Source excerpt >>
After a bit of EQing and (barely) learning to use fancy EQ acoustic software (REW), I got the Focals sounding pretty good but never really got on with the tweeters. It was my first time with metal domes and I guess the sound signature just isn't quite for me. Naturally, that got me going down the car audio rabbit hole after not being into it for quite awhile. So, onto stereo version 2.0:

First thing was moving the speaker amp to the trunk because I realized I pigeon holed myself into too small of a space with it behind the glove box. If or when I decide to upgrade to a DSP in the future, I won't have room for it there. I went back to the original amp I intended to use and located it in place of the OEM amp and navigation hardware. The platform is ABS plastic for now but will be upgraded to a sturdier MDF when I get a sub amp in since the plastic has a bit of flex to it.

Material to process >>
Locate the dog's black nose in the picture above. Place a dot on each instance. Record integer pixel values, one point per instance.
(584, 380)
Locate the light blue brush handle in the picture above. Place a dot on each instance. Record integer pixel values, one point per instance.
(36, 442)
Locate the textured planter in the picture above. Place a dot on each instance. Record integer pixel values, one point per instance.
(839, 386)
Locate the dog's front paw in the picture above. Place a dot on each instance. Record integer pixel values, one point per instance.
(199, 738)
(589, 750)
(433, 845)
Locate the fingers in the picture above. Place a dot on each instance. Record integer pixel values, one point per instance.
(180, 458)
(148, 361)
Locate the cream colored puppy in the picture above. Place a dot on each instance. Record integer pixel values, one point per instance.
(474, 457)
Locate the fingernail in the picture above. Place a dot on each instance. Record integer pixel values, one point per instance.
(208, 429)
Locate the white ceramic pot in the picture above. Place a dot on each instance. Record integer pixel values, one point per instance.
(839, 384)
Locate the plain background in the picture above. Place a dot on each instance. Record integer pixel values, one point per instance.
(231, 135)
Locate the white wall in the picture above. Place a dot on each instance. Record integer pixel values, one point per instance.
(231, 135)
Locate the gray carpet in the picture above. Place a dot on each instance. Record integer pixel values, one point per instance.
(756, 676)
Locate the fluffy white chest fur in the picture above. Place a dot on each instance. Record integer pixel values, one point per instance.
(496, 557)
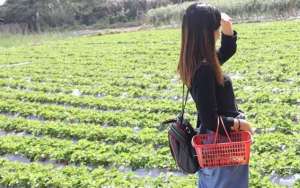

What you will do >>
1 – Translate this sentence from the car audio excerpt into Spanish: "If or when I decide to upgrade to a DSP in the future, I won't have room for it there."
2 – Rewrite the stretch of the listing from the line containing "Locate the white wall" through the end of the listing, replacing "dot" with "marker" and leaving everything else unchanged. Leave the pictures out of your answer.
The car audio excerpt and the listing come from unrelated sources.

Answers for this exercise >>
1 – Si algún día decido pasar a un DSP, o cuando lo haga, no tendré espacio para él allí.

2 –
Locate the white wall in the picture above. Place a marker on each instance. Record integer pixel values, one point per instance.
(231, 135)
Locate the gray carpet in the picture above. Place a marker on each instance. Record integer pixel values, one point per instance.
(756, 676)
Locate the fluffy white chest fur in the picture above. Place a marker on each instance. Record integer pixel values, one point per instance.
(496, 557)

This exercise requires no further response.